(INSTRUCTIONS TO FOLLOW) Extract the listing in its entirety, keeping each line identical to the original.

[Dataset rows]

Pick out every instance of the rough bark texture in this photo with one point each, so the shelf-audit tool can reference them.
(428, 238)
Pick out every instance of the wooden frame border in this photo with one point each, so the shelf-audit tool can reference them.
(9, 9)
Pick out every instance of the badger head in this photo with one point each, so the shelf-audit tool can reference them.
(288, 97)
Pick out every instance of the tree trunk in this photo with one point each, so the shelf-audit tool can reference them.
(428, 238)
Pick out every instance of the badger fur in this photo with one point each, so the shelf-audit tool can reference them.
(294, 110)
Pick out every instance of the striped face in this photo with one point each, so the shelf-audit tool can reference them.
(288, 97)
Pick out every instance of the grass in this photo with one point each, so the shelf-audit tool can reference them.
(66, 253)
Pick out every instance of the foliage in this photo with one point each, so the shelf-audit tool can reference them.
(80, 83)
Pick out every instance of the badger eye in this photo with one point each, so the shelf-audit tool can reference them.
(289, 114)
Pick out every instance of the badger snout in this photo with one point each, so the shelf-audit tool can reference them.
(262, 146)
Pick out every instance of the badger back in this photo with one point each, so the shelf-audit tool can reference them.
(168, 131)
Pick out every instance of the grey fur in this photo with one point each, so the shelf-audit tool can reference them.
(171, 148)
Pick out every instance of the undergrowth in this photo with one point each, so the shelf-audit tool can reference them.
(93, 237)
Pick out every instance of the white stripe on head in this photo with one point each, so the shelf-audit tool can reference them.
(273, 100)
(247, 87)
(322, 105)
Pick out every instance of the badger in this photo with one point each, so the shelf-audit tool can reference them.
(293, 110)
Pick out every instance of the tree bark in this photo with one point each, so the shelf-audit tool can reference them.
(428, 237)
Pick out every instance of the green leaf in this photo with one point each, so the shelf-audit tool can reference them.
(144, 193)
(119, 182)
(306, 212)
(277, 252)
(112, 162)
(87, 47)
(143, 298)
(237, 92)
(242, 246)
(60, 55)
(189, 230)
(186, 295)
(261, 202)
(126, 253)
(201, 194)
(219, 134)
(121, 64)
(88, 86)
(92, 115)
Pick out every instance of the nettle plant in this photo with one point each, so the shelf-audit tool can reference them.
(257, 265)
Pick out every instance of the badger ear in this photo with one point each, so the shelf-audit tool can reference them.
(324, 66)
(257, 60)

(FINAL ANSWER)
Pick out every instance of the rough bark texture in this photo with one point each, so the shelf-audit tool can reference them.
(428, 238)
Pick out every instance of the wooden frame border in this photo with one point each, so the shelf-audit tool can reference them.
(9, 9)
Pick out every instance of the badger head in this photo with one point each, so the shelf-audit tool can reference them.
(288, 97)
Pick out every instance of the tree trunk in this photo with one point each, so the shelf-audit tool can reference them.
(428, 238)
Pick out every instance of the badger fur in this photo with one point each, so the shelf-audit tool can reference them.
(294, 110)
Pick out every instance of the striped face in this photo with one point each, so the shelf-audit tool can reference them.
(288, 97)
Pick out every instance of the grass in this photo with one point each, so the shelf-audit tool can reference them.
(66, 253)
Pick out every instance of the foliage in this photo with one point each, so the shelf-audit tool can reference them.
(80, 83)
Pick out every instance of the badger eye in this photo with one point each, so the shelf-audit tool can reference them.
(289, 114)
Pick out every instance of the badger snout in this photo with one point each, so the shelf-audit tool can reference them.
(262, 146)
Pick out every instance of the badger back in this photo with one point each, so the shelf-audit tool can reference them.
(168, 131)
Pick out every instance of the grey fur in this photo with one point each, so the shelf-audit tool can reference them.
(171, 148)
Pick out every instance of the undergrowth in this photo with one point each, so the shelf-audit tool can reference them.
(93, 237)
Pick out every instance of the white stripe on head in this photo with one point each, so the shelf-audit tool can reference them.
(273, 100)
(247, 87)
(322, 105)
Pick out every instance of the badger in this photo with one point each, so the shelf-audit tool can reference them.
(293, 110)
Pick out every instance of the tree bark in this photo with one point each, so the shelf-audit tool can reference them.
(428, 237)
Pick out every instance of the green leaf in this photo with one point each, so the shelf-audit tool can reference them.
(144, 193)
(119, 182)
(306, 212)
(277, 252)
(112, 162)
(87, 47)
(143, 298)
(237, 92)
(242, 246)
(60, 55)
(189, 230)
(186, 295)
(261, 202)
(126, 253)
(201, 194)
(219, 134)
(121, 64)
(88, 86)
(92, 115)
Pick out every instance of the nettle plant in this photo with one point each, so the shelf-audit tool can reference them.
(257, 265)
Pick out every instance of the badger ear in this photo with one point each, so the shelf-audit tool can reference them.
(324, 66)
(257, 60)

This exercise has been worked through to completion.